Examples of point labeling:
────────────────

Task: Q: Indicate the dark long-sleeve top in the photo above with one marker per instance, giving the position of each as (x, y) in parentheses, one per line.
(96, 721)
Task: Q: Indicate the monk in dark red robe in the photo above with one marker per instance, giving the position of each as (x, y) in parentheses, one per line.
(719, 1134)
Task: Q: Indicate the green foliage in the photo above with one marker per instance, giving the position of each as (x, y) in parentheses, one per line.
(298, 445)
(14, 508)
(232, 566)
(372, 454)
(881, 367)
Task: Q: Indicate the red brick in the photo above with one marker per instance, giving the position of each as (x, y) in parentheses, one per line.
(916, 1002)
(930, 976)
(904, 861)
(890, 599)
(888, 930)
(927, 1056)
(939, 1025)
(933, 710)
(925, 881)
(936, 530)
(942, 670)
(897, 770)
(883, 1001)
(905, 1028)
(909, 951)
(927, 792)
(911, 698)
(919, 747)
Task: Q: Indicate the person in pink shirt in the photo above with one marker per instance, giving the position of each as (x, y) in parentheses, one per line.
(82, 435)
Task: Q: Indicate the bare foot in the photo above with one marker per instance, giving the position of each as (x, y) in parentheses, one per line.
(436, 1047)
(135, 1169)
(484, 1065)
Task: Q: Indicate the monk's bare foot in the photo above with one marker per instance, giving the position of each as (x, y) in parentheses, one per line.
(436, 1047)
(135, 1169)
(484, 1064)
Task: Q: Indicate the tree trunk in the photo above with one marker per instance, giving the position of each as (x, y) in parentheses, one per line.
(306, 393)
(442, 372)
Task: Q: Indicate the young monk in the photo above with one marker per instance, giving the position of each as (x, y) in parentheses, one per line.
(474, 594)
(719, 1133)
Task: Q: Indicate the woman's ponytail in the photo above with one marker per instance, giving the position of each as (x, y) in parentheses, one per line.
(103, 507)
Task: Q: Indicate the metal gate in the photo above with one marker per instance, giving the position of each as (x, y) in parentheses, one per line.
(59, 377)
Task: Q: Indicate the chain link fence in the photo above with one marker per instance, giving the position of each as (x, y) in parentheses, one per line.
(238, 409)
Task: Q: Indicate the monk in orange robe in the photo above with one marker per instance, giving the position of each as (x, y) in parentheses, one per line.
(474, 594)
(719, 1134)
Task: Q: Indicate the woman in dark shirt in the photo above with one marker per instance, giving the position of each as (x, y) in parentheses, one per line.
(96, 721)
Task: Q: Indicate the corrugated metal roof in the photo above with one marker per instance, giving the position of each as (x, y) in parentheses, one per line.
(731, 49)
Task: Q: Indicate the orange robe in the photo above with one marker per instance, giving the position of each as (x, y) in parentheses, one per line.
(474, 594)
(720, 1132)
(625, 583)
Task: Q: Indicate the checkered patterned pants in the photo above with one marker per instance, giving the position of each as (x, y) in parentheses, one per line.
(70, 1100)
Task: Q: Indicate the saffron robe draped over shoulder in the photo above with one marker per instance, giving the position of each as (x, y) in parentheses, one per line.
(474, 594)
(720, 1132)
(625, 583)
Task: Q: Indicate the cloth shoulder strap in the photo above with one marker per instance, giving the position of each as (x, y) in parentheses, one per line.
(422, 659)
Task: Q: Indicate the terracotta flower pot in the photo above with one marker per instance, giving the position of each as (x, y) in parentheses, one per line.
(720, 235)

────────────────

Can you write out all of the records above word for word, with nothing changed?

Task: Q: Indicate the dark long-sleeve top in the photo above with one marker per instance, giving the position of each as (x, y) in parentheses, one per line.
(96, 721)
Task: Q: Indicate the monk in dark red robe in the photo above with one marker per instance, giving the position of each as (x, y) in parentheses, one per line.
(719, 1134)
Task: Q: Indicate the green foliage in the photo above with one marker per instance, giving the position of each as (x, y) in parentheses, one per line.
(298, 445)
(14, 508)
(232, 566)
(372, 454)
(881, 367)
Task: Q: Indicate the red brick in the photo above with one marker per instance, giving the position of each as (x, y) in parentheses, one per line.
(916, 1002)
(930, 976)
(904, 861)
(890, 599)
(888, 930)
(927, 1056)
(939, 1025)
(933, 710)
(925, 881)
(936, 530)
(942, 670)
(897, 770)
(883, 1001)
(905, 1028)
(909, 951)
(927, 792)
(911, 698)
(919, 747)
Task: Q: Indicate the person in pink shirt in the photo above with one marker per instance, giving the position of each as (x, y) in parentheses, one per line.
(82, 435)
Task: Q: Indicate the bare foot in the photo above with one marker per instance, giving the position of each as (x, y) in parentheses, one per line.
(436, 1047)
(135, 1169)
(484, 1065)
Task: Q: Indicate the monk's bare foot in the photo above with one marker per instance, giving the position of each as (x, y) in parentheses, one per line.
(436, 1047)
(135, 1169)
(484, 1064)
Task: Q: Indicate the tree trunk in the photo above with one marker per instance, giving the position of each as (x, y) in parentheses, one per line.
(306, 393)
(442, 372)
Task: Q: Indicate the young monk in the photo above with one marker per instance, giving the position of each as (x, y) in parentheses, one per line.
(474, 594)
(719, 1133)
Task: Q: Indicate the woman's ponytail in the photo above with one marker per instance, giving the position of each as (x, y) in parentheses, one per line.
(103, 507)
Task: Q: Indicate the metal gate in the photo above with one marker per instance, giving the position of each as (x, y) in parentheses, one per line.
(59, 377)
Task: Q: Indicate the chain link fence in the photo above with one marker per instance, giving the position of each as (x, y) in parentheses, one per line.
(238, 409)
Task: Q: Indicate the monk in orange robe in the photo above with one marker per instance, giving the position of each as (x, y) in parentheses, one per line.
(474, 594)
(719, 1134)
Task: Q: Indicate the woman in dark shirt in the photo above with one marker per instance, giving the position of each as (x, y) in parentheses, one per line.
(96, 721)
Task: Q: Indicate the corrugated metal roof in the photo above with one marker per instance, giving the position of each as (x, y) in parentheses, one per line.
(731, 49)
Task: Q: Indicate the orange robe in the photo above with one marker per instance, giving the position of each as (x, y) in parentheses, one per line.
(474, 594)
(720, 1132)
(625, 583)
Task: Q: Indicate the checkered patterned pants in the photo above with one marker per instance, giving the position of each as (x, y) in parentheses, one per line.
(70, 1100)
Task: Q: Indicate the saffron robe draped over shoulder in the photo above with one marker per instance, giving the position of each as (x, y) in parentheses, one per line.
(474, 594)
(720, 1132)
(625, 583)
Task: Q: Indicate the cloth shoulder strap in the photo above with one marker per instance, giving the position of each as (x, y) in parentheses, one per line.
(422, 659)
Task: Q: Indicate the terracotta flower pot in the photo above with one marker per instance, giving the position of each as (x, y) in parentheses, one per line.
(720, 235)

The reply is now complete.